» **STUDY TEXT**
*** Begin section ***

Self-assembled Na-doped zinc oxide for the detection of lung cancer biomarker VOCs at low concentrations

Developing high-performance gas sensors for the detection of lung cancer markers at low concentrations is a crucial step towards achieving early lung cancer monitoring through breath tests. Metal oxide semiconductors (MOS) have long been sensitive to volatile organic compounds (VOCs), demonstrating excellent performance characteristics.

However, the concentration of characteristic VOCs for lung cancer detection based on breath tests (such as formaldehyde, isopropanol, acetone, and ammonia) is typically less than 1 ppm. Most metal oxides struggle to respond at such low concentrations, which can impact the early diagnosis of lung cancer.

Gas sensors based on metal oxide semiconductors (MOS) have shown promise in detecting VOCs, but their effectiveness at very low concentrations remains a challenge. The concentration of lung cancer biomarker VOCs (such as formaldehyde, isopropanol, acetone, and ammonia) in breath samples are often below 1 ppm, making it difficult for most metal oxides to generate a high response. Overcoming this limitation is essential for improving early lung cancer diagnosis.

To address the above-mentioned challenges, a team of material scientists led by Professor Chao Zhang from the Institute of Surface Engineering at Yangzhou University, China, recently outlined the development of alkali metal ion-doped ZnO nanoneedles, specifically doped with sodium (Na) ions, assisted by citric acid. This approach aims to enhance the performance of metal oxide-based electrochemical gas sensors, enabling high responsiveness for detecting VOCs at low concentrations.

The team published their study in the Journal of Advanced Ceramics.

*** End section ***

» **WHAT YOU HAVE TO DO**
Carry on the article about Na-doped zinc oxide sensors for lung cancer breath tests, picking up after its last sentence. The lines after this are separate material and have no connection to the article on Na-doped zinc oxide sensors.

» **Point localization lines**
*** Begin section ***

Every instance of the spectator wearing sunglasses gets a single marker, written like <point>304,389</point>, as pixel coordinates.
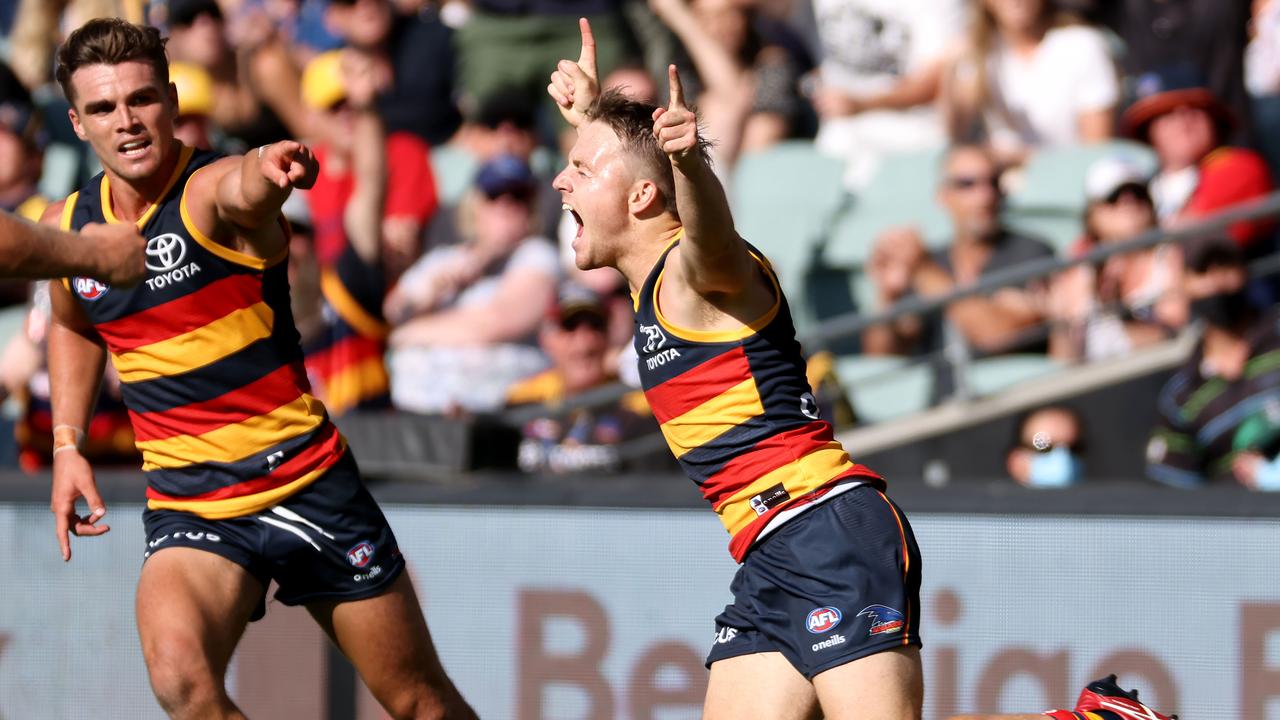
<point>1129,301</point>
<point>900,265</point>
<point>575,337</point>
<point>1048,449</point>
<point>469,314</point>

*** End section ***

» **RESULT**
"Metal ion doping is effectively used to improve the sensing performance of ZnO. Specially, ZnO is highly sensitive to alkali metal elements and exhibits good doping stability, which will make it easier for ions to be doped into the lattice of ZnO, leading to the formation of more oxygen vacancies," said Chao Zhang, senior author of the study.

"In addition, the solubility of alkali metals in the ZnO lattice is closely related to the radius of the dopant ions, and a low concentration of doping will make it difficult to generate the acceptor energy level. Na ions have a higher radius than Zn ions and show high solubility. It is favorable to improve the stable concentration of Na doping, leading to the formation of the shallow acceptor level," Zhang added.

The researchers used a solvothermal method to fabricate three-dimensional nanoneedles of Na-doped ZnO with different amounts of citric acid. The team evaluated the gas sensing properties of Na-doped ZnO to lung cancer biomarkers at sub-ppm concentrations, the preparation method was optimized, and the optimum ratio of citric acid and Na ion was obtained.

The experimental showed that the Na-doped ZnO gas sensor exhibited a high sensitivity (~ 21.3@5ppm/50% RH) to lung cancer biomarker VOCs at low concentrations, which is 7 times higher than that of pure ZnO. In addition, the resulting gas sensor exhibited excellent selectivity for formaldehyde, good humidity resistance, and reliable repeatability at an optimal temperature of 225° C.

In addition, the researchers explained the mechanism of the improved gas-sensitive performance. the Na ions replaced the Zn ion centers to produce more oxygen vacancies, which increased the concentration of oxygen defects (O_v= 20.98%), and the target gas adsorption sites were increased.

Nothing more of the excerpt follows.